> Required task 1: In the book review below, whose election was anti-Catholic bias supposed to have ended, according to Stark's postscript?

> Excerpt:
==============================

Rodney Stark’s newest book, Bearing False Witness: Debunking Centuries of Anti-Catholic History, begins with a noble and needed purpose. He proposes to set the record straight on a number of slanders against Roman Catholicism, perpetrated by various enemies of the church. In doing so he seeks to defend the Catholic church, which he is keen to emphasize he is not a part of. But he is also seeking to defend history itself, from its excesses and mischaracterizations that place ideology and bias above objectivity and truth. He wrote the book, he says in the introduction, “in defense of history” (p. 7).
This is a promising premise, because historians (and others) of various kinds have unfairly and untruthfully attacked Catholics and the Catholic church, and continue to do so. As Stark points out in his postscript, this anti-Catholic bias is supposed to have disappeared with the election of John F. Kennedy (much in the same way that racism was supposed to have disappeared with the election of Barack Obama), but of course bigotry is alive and well in many forms. A book like Stark’s, dedicated to rooting out the lies and mischaracterizations behind anti-Catholic bias, would seem to be just what was needed to further the cause of understanding and ecumenical and interfaith dialogue–not to mention helping to clean out some of the darker back rooms of history.

==============================

> Record excerpts:
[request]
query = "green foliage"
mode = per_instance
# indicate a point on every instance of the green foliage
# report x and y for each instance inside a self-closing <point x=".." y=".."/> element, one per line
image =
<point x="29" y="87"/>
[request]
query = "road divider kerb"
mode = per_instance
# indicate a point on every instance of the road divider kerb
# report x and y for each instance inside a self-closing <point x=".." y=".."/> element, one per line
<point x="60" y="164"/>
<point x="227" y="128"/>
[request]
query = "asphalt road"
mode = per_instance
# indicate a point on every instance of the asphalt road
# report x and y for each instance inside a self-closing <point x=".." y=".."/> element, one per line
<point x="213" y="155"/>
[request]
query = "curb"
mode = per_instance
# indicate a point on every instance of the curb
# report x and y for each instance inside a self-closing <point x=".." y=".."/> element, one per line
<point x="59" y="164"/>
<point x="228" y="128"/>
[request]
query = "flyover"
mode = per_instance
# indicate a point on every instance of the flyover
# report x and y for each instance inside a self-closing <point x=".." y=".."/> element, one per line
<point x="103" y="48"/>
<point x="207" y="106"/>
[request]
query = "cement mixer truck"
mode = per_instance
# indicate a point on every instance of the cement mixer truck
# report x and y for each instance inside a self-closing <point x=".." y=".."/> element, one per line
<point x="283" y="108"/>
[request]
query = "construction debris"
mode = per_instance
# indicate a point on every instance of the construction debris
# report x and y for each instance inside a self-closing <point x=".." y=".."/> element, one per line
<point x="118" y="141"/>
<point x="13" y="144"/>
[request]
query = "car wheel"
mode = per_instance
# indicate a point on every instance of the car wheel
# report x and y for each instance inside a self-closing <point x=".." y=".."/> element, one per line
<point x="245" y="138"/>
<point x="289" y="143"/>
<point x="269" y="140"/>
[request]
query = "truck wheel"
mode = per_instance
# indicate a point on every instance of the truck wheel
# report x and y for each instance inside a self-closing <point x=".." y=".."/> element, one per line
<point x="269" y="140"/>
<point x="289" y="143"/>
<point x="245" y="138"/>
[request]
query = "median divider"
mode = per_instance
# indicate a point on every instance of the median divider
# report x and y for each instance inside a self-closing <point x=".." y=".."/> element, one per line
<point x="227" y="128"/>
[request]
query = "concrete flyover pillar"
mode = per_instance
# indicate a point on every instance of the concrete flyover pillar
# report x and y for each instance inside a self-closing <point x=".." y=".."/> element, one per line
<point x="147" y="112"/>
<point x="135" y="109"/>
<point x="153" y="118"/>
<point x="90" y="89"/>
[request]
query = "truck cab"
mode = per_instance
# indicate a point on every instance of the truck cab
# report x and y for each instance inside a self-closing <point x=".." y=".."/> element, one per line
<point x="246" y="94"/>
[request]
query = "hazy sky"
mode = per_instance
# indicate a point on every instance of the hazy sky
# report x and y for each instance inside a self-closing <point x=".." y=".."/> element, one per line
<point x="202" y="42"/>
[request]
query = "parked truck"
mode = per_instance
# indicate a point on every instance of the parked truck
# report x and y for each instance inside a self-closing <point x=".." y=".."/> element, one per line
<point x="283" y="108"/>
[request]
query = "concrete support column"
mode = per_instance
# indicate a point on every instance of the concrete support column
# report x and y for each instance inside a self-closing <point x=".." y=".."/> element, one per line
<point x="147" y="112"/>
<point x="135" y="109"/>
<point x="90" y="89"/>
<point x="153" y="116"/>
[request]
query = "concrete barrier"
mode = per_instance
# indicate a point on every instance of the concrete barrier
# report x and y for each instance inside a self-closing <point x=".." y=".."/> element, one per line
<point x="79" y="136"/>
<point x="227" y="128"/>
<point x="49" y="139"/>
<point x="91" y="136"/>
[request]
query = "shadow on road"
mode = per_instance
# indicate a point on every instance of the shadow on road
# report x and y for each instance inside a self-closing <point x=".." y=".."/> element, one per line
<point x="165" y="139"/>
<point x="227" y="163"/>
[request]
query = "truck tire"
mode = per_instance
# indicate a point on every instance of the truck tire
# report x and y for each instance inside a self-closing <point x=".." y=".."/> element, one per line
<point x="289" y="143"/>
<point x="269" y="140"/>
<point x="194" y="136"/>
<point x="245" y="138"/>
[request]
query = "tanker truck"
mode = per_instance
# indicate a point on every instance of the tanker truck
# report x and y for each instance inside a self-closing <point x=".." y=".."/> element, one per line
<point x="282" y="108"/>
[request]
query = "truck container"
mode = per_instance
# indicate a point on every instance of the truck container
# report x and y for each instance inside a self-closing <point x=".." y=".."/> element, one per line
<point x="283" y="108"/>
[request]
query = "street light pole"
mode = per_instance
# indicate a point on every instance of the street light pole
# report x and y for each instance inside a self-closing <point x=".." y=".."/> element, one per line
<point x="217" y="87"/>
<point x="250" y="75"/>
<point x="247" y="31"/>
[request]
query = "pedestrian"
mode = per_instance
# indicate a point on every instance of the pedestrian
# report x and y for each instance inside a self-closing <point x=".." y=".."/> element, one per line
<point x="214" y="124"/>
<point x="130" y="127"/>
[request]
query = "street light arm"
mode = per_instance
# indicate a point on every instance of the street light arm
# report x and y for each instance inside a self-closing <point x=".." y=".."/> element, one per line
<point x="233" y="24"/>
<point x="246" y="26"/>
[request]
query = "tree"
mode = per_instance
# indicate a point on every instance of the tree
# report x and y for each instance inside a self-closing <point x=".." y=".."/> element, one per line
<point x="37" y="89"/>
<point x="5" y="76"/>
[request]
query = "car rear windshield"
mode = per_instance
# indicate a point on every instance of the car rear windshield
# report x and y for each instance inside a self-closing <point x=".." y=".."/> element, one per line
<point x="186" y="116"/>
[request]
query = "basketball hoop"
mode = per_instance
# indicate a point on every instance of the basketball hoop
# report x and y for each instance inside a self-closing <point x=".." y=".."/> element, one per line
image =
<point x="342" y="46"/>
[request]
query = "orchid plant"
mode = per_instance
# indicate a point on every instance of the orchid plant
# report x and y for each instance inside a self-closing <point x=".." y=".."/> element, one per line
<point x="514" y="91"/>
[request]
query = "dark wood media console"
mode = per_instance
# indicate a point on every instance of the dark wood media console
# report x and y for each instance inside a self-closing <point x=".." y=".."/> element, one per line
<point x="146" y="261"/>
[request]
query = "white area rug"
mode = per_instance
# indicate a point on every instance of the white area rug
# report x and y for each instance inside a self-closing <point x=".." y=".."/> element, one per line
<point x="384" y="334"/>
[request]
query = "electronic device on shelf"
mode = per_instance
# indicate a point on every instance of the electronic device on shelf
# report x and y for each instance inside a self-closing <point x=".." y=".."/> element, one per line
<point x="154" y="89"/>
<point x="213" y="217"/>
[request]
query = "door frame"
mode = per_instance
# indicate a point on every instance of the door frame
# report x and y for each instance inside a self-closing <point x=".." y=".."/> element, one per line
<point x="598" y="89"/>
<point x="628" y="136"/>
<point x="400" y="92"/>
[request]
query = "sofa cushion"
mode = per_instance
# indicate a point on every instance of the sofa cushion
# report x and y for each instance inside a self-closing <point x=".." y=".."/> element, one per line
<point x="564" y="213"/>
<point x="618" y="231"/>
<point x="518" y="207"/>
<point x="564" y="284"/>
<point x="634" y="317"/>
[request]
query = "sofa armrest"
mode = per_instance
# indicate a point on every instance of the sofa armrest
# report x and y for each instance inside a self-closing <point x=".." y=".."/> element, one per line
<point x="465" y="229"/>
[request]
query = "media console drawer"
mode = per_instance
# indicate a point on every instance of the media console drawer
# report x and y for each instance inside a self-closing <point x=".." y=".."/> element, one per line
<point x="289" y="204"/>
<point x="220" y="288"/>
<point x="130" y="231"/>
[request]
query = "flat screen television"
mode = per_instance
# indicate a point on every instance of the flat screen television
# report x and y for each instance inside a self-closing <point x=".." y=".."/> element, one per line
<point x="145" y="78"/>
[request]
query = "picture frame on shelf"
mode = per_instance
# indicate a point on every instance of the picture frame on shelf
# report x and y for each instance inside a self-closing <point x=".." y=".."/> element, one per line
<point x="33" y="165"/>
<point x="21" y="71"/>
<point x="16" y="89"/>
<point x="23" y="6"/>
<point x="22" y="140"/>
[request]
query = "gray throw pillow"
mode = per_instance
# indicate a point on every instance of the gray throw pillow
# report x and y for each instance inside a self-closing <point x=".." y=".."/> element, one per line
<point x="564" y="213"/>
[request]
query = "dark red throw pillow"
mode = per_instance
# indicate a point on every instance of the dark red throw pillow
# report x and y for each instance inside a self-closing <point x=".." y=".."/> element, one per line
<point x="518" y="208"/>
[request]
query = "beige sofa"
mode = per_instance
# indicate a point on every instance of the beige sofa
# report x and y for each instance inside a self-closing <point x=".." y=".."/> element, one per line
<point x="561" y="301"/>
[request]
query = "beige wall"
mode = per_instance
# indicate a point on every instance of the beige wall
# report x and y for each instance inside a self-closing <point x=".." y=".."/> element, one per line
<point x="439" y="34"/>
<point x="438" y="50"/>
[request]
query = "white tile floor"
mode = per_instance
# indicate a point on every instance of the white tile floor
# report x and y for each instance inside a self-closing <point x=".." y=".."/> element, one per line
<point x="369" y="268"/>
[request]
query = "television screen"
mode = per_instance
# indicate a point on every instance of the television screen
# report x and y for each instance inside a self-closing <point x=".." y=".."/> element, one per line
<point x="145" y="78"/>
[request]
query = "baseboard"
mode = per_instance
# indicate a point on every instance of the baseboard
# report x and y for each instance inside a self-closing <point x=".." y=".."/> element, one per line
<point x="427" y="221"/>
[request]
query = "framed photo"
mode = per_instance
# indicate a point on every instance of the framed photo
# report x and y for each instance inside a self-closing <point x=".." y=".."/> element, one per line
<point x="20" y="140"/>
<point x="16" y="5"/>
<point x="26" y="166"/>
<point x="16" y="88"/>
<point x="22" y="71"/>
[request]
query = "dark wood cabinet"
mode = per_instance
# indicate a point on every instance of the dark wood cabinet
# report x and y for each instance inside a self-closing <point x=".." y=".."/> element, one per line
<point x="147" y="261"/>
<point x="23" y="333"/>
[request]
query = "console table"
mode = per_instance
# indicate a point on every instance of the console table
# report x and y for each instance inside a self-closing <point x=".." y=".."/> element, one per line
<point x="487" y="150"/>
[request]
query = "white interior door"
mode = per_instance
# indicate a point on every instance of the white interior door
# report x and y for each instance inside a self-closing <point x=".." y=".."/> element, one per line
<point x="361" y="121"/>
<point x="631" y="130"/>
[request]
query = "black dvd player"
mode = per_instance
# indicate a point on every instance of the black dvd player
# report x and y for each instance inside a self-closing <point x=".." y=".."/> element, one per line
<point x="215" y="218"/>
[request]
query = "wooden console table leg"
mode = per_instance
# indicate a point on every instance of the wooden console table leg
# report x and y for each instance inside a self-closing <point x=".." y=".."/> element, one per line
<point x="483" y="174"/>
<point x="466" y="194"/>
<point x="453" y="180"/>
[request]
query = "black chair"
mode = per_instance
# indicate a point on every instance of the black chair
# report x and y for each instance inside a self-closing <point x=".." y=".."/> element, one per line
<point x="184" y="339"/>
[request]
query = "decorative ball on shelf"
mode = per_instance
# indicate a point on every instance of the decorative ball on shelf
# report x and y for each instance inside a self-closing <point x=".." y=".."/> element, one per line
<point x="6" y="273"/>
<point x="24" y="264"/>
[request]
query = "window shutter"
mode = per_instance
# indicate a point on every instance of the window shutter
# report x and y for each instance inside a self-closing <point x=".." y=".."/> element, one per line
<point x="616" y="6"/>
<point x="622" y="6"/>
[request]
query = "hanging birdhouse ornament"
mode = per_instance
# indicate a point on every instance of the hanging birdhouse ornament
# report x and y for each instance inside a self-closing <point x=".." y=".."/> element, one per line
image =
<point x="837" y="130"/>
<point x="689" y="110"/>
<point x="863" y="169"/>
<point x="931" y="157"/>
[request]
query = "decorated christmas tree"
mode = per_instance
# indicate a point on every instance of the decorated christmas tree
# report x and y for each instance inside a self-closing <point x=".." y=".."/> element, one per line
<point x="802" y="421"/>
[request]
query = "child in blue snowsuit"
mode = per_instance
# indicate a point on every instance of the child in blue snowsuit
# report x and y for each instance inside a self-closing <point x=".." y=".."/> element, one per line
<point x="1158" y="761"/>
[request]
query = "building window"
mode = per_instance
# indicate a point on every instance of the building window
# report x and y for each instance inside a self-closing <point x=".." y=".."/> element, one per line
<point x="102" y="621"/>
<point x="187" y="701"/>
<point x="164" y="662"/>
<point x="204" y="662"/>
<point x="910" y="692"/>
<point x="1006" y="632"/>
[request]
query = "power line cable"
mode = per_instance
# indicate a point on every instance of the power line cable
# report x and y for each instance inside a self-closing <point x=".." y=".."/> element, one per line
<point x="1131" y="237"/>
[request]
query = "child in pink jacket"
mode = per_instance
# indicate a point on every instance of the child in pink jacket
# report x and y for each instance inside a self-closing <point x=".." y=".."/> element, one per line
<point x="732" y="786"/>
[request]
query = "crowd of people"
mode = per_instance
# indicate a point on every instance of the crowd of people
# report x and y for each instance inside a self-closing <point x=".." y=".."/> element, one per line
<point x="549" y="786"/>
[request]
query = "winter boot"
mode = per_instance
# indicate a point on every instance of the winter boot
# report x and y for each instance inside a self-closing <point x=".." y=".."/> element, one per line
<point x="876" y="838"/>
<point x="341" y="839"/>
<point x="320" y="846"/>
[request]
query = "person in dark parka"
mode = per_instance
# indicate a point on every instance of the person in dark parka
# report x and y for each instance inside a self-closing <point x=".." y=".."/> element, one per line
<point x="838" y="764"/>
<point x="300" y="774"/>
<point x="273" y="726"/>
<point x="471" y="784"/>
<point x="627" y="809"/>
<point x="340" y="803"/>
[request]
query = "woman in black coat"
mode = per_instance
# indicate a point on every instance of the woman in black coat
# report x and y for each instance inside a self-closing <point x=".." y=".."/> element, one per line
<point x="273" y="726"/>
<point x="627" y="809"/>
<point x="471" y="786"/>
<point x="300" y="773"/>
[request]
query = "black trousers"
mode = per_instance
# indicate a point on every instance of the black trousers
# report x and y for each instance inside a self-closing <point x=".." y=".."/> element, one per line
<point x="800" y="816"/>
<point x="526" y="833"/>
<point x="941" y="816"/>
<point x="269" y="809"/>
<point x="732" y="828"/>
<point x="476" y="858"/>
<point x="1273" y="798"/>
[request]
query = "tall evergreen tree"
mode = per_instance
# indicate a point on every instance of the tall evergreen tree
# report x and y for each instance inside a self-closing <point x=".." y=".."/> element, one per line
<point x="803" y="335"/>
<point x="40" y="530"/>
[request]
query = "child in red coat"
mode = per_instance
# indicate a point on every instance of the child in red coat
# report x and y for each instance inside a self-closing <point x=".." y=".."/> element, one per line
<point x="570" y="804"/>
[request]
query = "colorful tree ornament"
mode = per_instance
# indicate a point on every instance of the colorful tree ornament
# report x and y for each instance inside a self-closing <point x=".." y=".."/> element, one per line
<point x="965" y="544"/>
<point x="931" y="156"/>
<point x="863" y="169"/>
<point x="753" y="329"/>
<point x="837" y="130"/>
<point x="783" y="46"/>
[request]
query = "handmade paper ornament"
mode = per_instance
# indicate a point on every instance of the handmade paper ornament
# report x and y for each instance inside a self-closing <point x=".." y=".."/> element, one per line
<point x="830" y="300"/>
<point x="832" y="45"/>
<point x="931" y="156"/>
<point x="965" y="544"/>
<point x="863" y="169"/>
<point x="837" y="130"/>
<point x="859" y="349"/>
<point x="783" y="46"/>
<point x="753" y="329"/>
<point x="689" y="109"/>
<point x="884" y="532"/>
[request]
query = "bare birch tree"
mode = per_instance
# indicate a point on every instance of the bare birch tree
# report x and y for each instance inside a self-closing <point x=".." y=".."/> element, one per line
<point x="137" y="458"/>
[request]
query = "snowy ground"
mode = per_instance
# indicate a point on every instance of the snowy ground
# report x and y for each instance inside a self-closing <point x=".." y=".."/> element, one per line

==============================

> Required task 2: Pull out each line of the rows above that contains the word "black".

> Worked solution 1: John F. Kennedy's election

> Worked solution 2:
query = "black dvd player"
# indicate a point on every instance of the black dvd player
query = "black chair"
# indicate a point on every instance of the black chair
query = "woman in black coat"
# indicate a point on every instance of the woman in black coat
query = "black trousers"
# indicate a point on every instance of the black trousers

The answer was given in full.